**WRITTEN EXERCISE A**
Output everything from "Yes, there are" down to "as a textbook." in the book review below, copied word for word.

A few years back, someone moaned that Anne Frank shouldn’t be seen as the “face” of the Holocaust because most of her diary was trivial stuff about arguing with her family, finding Mr Dussel annoying and fancying Peter van Daan.   Of course she should, and of course it was.  That’s the sort of thing that teenage girls write about.  She was just an ordinary teenage girl, and Lale Sokolov (formerly Eisenberg), the main character in this story, was just an ordinary young man.  Who fell in love.  With an ordinary young woman.   In the most horrific circumstances in human history.  Because they were still human.   So, yes, it’s OK to have a love story set at Auschwitz.  It’s proving that, even after people were stripped, shaved, and tattooed with a number instead of their name, they were still human.

Yes, there are errors in the book.  The number tattooed on the arm of Gisela “Gita” Fuhrmannova, Lale’s future wife, is wrong.  There’s a reference to penicillin, long before it was widely available.  Some of what’s said about Josef Mengele doesn’t agree with other sources.   It’s obviously not great that there are errors; but it was written from an elderly man’s memories of what happened over half a century earlier, not as a textbook.

**WRITTEN EXERCISE B**
In the records below, give everything from the line containing "Query: player's arm" down to the end of the records as a numbered list, leaving out blank lines.

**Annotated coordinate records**
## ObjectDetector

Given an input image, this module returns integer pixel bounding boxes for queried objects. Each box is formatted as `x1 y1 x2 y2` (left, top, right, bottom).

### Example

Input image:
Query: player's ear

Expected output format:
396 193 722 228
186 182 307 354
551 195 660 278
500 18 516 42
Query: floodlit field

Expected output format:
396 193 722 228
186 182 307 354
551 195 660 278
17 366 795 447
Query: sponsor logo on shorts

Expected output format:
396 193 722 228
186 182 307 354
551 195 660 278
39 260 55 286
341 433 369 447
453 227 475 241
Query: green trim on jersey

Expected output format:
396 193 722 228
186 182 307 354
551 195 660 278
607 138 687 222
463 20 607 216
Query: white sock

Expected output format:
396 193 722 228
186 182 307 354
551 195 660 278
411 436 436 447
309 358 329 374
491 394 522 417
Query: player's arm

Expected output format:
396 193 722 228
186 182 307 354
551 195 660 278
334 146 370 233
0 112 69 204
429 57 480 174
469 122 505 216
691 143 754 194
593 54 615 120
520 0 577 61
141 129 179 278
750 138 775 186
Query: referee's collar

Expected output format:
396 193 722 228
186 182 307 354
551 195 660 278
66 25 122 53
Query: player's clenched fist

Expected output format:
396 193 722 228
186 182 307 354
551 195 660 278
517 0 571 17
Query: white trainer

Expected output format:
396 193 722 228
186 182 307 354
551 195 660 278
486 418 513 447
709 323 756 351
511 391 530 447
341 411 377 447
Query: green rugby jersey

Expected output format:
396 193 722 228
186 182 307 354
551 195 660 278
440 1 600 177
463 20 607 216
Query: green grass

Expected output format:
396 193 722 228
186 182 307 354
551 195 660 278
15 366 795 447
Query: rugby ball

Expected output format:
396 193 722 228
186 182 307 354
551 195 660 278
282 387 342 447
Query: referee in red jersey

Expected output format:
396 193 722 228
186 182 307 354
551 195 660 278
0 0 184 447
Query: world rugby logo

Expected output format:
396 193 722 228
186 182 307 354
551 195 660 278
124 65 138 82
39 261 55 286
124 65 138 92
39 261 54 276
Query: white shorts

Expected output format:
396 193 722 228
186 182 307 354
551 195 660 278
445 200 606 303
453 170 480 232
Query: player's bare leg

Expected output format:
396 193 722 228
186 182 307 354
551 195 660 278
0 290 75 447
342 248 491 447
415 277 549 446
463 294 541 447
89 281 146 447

**TASK ANSWER A**
Yes, there are errors in the book.  The number tattooed on the arm of Gisela “Gita” Fuhrmannova, Lale’s future wife, is wrong.  There’s a reference to penicillin, long before it was widely available.  Some of what’s said about Josef Mengele doesn’t agree with other sources.   It’s obviously not great that there are errors; but it was written from an elderly man’s memories of what happened over half a century earlier, not as a textbook.

**TASK ANSWER B**
1. Query: player's arm
2. Expected output format:
3. 396 193 722 228
4. 186 182 307 354
5. 551 195 660 278
6. 334 146 370 233
7. 0 112 69 204
8. 429 57 480 174
9. 469 122 505 216
10. 691 143 754 194
11. 593 54 615 120
12. 520 0 577 61
13. 141 129 179 278
14. 750 138 775 186
15. Query: referee's collar
16. Expected output format:
17. 396 193 722 228
18. 186 182 307 354
19. 551 195 660 278
20. 66 25 122 53
21. Query: player's clenched fist
22. Expected output format:
23. 396 193 722 228
24. 186 182 307 354
25. 551 195 660 278
26. 517 0 571 17
27. Query: white trainer
28. Expected output format:
29. 396 193 722 228
30. 186 182 307 354
31. 551 195 660 278
32. 486 418 513 447
33. 709 323 756 351
34. 511 391 530 447
35. 341 411 377 447
36. Query: green rugby jersey
37. Expected output format:
38. 396 193 722 228
39. 186 182 307 354
40. 551 195 660 278
41. 440 1 600 177
42. 463 20 607 216
43. Query: green grass
44. Expected output format:
45. 396 193 722 228
46. 186 182 307 354
47. 551 195 660 278
48. 15 366 795 447
49. Query: rugby ball
50. Expected output format:
51. 396 193 722 228
52. 186 182 307 354
53. 551 195 660 278
54. 282 387 342 447
55. Query: referee in red jersey
56. Expected output format:
57. 396 193 722 228
58. 186 182 307 354
59. 551 195 660 278
60. 0 0 184 447
61. Query: world rugby logo
62. Expected output format:
63. 396 193 722 228
64. 186 182 307 354
65. 551 195 660 278
66. 124 65 138 82
67. 39 261 55 286
68. 124 65 138 92
69. 39 261 54 276
70. Query: white shorts
71. Expected output format:
72. 396 193 722 228
73. 186 182 307 354
74. 551 195 660 278
75. 445 200 606 303
76. 453 170 480 232
77. Query: player's bare leg
78. Expected output format:
79. 396 193 722 228
80. 186 182 307 354
81. 551 195 660 278
82. 0 290 75 447
83. 342 248 491 447
84. 415 277 549 446
85. 463 294 541 447
86. 89 281 146 447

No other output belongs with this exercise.